# PROBLEMS TO WORK ON
1) From the Bach program notes, print the passage starting at "Johann Sebastian Bach submitted" and ending at "BWV 243 (29’)".
2) Answer these questions using the Bach program notes:
(a) On which Sunday was "Jesus nahm zu sich die Zwölfe" meant to be performed?
(b) In what year did Bach take the post of Kantor of St. Thomas in Leipzig?
(c) In what key was the original version of the Magnificat written?

J.S. BACH “Jesus nahm zu sich die Zwölfe,” BWV 22

J.S. BACH (1685-1750)
Jesus nahm zu sich die Zwölfe, BWV 22 (18’)

I.  Jesus nahm zu sich die Zwölfe
II.  Mein Jesu, ziehe ich nach dir
III. Mein Jesu, ziehe mich
IV.  Mein alles in allem
V.  Ertöt uns durch dein Güte

Johann Sebastian Bach submitted Jesus nahm zu sich die Zwölfe as one of his two audition cantatas for the post of Cantor in Leipzig; it was written to be performed on the final Sunday before Lent. The text describes Jesus summoning his disciples for the fateful journey to Jerusalem, while the disciples, unaware of the coming events, faithfully follow Jesus onward.

The tone of the music moves from one of prophetic sorrow to a redemptive joy, as Christians rejoice in the certainty of salvation. The music includes the standard elements of a Bach cantata: choruses, solos, chorale settings, virtuoso instrumental writing, and careful attention to presenting the texts so that the meaning of the words is amplified, rather than obscured, by the music.

—© Elizabeth Schwartz

J. S. BACH Magnificat in D Major, BWV 243

J. S. BACH (1685-1750)
Magnificat in D Major, BWV 243 (29’)

I.  Magnificat
II.  Et exsultavit
III. Quia respexit
IV.  Omnes generationes
V.  Quia fecit
VI.  Et misericordia
VII. Fecit potentiam
VIII.Deposuit
IX.  Esurientes
X.  Suscepit Israel
XI.  Sicut Locutus Est
XII. Gloria Patri

In 1723, Johann Sebastian Bach secured a position as Kantor of St. Thomas in Leipzig; he remained in that post until his death in 1750. Leipzig’s considerable musical resources and the busy church calendar afforded Bach the opportunity to compose his greatest choral works, including both the St. Matthew and St. John Passions, the Mass in B minor, the Christmas Oratorio, more than 250 church cantatas, and the Magnificat.

The Magnificat is part of the Vesper service, and takes its text from the Gospel of Luke. After Mary is informed by the Angel Gabriel that she will bear the Son of God, she declares, “My soul doth magnify the Lord.” Aside from the words of the Mass itself, the Magnificat has been set to music more often than any other liturgical text.

Bach wrote his Magnificat for the 1723 Christmas Vespers service. The original version, in the key of E-flat major, included Christmas-specific texts as well as the standard Magnificat liturgy. About ten years later, Bach revised the Magnificat, removing the Christmas sections so it could be used throughout the church year, and lowering the key to D major, a more trumpet-friendly key.

The Magnificat showcases Bach’s unparalleled ability to write spiritually uplifting music that can also create an experience of sacred intimacy. The expansive musical forces include a five-part choir, five vocal soloists, and a substantial orchestra with three trumpets, pairs of flutes and oboes, continuo, and strings. Trumpets herald the joyful news sung by the chorus: “My soul doth magnify the Lord.” Bach uses the chorus for the declarative extroverted sections, like “Omnes gentes” (all people), and scores the more introspective texts for solos and duets.

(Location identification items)

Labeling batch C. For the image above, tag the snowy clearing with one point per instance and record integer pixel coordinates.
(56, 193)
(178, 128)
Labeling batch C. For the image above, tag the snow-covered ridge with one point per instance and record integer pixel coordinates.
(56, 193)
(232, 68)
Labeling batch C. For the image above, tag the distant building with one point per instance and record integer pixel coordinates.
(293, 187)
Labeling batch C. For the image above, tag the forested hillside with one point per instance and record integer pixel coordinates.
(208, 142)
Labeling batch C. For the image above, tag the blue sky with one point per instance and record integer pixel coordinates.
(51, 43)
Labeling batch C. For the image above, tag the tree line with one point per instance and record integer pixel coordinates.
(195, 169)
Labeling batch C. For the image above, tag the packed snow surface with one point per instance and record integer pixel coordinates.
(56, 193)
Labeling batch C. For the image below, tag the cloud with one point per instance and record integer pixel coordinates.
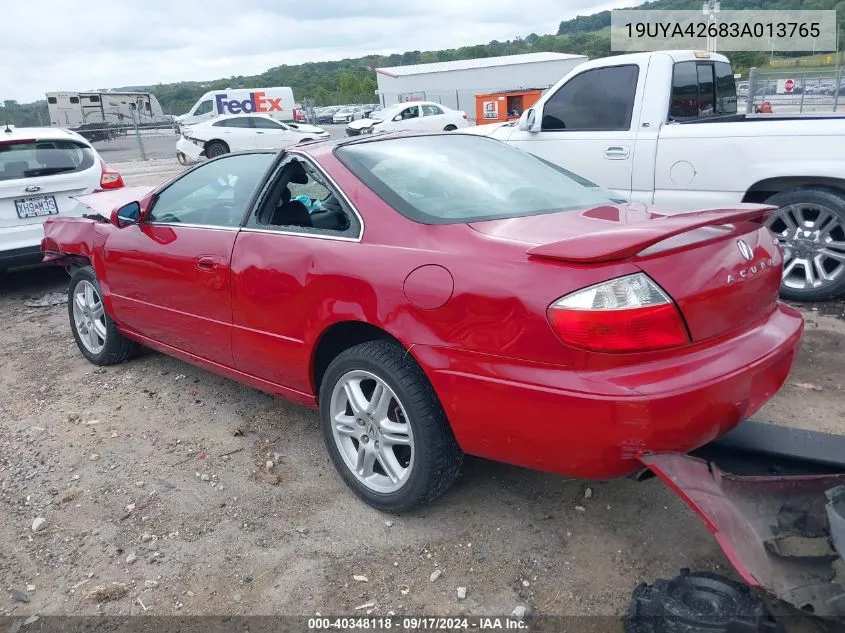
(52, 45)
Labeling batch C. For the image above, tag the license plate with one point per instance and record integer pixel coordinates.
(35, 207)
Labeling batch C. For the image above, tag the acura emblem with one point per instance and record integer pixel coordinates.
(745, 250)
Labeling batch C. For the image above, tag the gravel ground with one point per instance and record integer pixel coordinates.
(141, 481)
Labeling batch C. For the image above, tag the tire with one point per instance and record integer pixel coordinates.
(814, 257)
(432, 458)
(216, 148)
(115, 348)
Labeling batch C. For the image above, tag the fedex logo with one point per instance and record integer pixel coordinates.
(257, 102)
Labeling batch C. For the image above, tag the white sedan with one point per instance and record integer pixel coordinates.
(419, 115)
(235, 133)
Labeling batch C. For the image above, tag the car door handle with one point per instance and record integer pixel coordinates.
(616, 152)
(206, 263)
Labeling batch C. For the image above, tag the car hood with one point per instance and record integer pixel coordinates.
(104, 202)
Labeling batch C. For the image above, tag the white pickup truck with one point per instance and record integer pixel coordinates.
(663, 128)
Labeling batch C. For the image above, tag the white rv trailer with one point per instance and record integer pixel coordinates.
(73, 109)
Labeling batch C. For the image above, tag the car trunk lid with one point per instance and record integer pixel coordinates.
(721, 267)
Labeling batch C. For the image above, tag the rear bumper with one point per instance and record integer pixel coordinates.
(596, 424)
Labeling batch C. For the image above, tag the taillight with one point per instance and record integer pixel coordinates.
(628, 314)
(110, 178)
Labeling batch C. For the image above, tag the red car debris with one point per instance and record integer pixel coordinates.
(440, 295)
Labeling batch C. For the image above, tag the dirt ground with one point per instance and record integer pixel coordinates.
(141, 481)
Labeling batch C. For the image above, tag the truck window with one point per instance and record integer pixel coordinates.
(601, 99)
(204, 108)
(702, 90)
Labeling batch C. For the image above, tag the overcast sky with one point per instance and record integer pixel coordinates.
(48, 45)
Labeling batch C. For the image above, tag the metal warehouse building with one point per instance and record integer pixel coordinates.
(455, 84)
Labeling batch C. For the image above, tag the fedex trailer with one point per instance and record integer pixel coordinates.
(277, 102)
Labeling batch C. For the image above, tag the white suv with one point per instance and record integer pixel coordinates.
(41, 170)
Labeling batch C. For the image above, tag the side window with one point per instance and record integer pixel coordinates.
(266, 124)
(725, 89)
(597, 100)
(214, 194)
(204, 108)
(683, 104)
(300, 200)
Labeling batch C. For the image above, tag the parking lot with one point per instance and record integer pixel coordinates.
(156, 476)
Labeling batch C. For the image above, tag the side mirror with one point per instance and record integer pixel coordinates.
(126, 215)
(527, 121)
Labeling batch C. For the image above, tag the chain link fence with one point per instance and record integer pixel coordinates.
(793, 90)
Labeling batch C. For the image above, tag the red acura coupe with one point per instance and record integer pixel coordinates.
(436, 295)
* * *
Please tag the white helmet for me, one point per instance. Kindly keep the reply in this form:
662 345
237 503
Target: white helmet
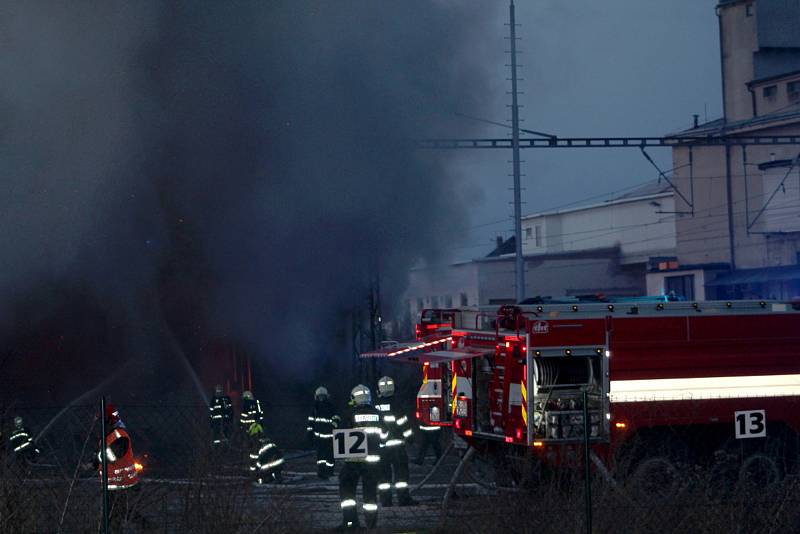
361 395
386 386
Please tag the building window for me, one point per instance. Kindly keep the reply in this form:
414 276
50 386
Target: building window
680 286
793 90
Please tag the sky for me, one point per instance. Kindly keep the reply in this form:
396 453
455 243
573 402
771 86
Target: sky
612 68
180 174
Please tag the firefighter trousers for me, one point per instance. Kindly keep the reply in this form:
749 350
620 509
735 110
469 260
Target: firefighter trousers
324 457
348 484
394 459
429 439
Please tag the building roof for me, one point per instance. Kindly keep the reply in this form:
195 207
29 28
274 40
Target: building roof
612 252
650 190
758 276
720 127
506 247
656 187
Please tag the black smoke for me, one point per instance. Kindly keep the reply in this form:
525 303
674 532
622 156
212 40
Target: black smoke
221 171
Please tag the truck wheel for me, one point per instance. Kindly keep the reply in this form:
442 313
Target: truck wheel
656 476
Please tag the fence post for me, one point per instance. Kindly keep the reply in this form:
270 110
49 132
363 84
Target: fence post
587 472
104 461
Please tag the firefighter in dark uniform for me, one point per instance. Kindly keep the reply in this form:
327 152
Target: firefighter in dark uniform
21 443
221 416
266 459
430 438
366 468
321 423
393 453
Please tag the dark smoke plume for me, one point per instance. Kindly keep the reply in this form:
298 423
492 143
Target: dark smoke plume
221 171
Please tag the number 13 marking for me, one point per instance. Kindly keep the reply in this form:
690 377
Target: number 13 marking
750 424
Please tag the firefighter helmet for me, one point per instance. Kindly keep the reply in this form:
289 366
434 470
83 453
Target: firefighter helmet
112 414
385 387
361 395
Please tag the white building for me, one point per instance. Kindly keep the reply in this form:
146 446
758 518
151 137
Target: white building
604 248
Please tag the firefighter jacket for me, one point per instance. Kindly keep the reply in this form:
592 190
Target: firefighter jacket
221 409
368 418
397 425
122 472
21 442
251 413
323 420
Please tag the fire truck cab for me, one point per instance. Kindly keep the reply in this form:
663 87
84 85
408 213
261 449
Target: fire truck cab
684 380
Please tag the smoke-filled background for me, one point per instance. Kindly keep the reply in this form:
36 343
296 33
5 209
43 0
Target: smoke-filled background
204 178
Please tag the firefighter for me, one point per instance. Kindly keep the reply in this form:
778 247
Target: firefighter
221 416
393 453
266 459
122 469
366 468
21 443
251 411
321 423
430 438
==
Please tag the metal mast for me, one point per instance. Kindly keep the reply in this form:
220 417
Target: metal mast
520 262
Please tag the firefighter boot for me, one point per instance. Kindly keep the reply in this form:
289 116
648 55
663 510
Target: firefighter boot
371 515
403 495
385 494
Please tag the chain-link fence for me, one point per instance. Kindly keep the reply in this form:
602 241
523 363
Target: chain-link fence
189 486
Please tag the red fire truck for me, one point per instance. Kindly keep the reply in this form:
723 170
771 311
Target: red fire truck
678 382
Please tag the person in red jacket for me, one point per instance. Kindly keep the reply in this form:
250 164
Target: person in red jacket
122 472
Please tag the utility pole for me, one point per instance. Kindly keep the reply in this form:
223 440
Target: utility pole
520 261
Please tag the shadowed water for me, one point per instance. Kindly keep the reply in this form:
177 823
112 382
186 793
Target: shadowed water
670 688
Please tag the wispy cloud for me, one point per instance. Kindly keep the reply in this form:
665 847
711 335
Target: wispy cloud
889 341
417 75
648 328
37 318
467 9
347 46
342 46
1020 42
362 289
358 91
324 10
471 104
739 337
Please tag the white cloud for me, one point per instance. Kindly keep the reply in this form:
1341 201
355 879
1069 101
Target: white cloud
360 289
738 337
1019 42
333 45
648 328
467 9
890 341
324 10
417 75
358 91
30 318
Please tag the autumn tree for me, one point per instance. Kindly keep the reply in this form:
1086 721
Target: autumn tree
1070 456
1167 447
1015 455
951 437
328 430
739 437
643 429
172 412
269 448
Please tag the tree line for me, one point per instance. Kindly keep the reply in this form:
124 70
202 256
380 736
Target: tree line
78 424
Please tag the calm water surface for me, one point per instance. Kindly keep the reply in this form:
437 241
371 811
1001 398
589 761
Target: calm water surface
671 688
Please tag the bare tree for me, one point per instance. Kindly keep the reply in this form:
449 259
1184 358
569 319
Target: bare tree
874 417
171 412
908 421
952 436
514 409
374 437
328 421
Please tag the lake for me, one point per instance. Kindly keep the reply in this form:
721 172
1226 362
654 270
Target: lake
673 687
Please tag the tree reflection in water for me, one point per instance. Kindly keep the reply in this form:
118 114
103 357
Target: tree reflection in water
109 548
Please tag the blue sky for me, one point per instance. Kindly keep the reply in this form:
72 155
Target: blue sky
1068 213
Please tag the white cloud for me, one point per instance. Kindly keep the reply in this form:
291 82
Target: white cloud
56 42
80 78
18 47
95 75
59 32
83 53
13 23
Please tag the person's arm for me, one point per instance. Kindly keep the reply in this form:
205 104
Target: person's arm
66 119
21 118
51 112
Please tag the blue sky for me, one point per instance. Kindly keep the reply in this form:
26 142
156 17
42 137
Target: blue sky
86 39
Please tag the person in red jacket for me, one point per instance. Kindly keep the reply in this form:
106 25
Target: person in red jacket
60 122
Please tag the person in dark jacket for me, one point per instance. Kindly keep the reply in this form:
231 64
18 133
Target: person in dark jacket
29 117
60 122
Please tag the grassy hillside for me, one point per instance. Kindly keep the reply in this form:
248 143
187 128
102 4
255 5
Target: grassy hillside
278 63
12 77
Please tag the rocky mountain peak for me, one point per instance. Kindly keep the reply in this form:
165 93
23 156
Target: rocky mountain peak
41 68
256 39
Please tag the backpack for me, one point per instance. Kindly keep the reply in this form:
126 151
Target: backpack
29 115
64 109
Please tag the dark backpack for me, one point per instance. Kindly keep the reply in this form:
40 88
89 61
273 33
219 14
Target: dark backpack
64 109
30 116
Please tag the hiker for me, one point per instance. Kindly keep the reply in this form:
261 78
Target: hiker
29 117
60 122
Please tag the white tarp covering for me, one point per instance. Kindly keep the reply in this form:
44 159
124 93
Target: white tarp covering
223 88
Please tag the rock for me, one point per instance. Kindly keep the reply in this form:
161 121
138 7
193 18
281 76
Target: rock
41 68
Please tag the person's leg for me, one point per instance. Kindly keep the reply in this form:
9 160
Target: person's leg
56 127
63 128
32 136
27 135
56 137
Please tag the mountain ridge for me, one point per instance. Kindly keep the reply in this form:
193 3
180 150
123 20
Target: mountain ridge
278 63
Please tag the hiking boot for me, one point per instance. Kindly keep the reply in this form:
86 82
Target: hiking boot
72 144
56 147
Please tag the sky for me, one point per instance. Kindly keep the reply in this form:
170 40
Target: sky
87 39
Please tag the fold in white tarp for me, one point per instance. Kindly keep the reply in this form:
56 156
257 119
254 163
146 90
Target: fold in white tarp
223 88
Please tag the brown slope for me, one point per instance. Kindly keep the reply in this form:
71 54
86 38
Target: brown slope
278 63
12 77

# THE RESPONSES
1)
Johann Sebastian Bach submitted Jesus nahm zu sich die Zwölfe as one of his two audition cantatas for the post of Cantor in Leipzig; it was written to be performed on the final Sunday before Lent. The text describes Jesus summoning his disciples for the fateful journey to Jerusalem, while the disciples, unaware of the coming events, faithfully follow Jesus onward.

The tone of the music moves from one of prophetic sorrow to a redemptive joy, as Christians rejoice in the certainty of salvation. The music includes the standard elements of a Bach cantata: choruses, solos, chorale settings, virtuoso instrumental writing, and careful attention to presenting the texts so that the meaning of the words is amplified, rather than obscured, by the music.

—© Elizabeth Schwartz

J. S. BACH Magnificat in D Major, BWV 243

J. S. BACH (1685-1750)
Magnificat in D Major, BWV 243 (29’)

2)
(a) The final Sunday before Lent
(b) 1723
(c) E-flat major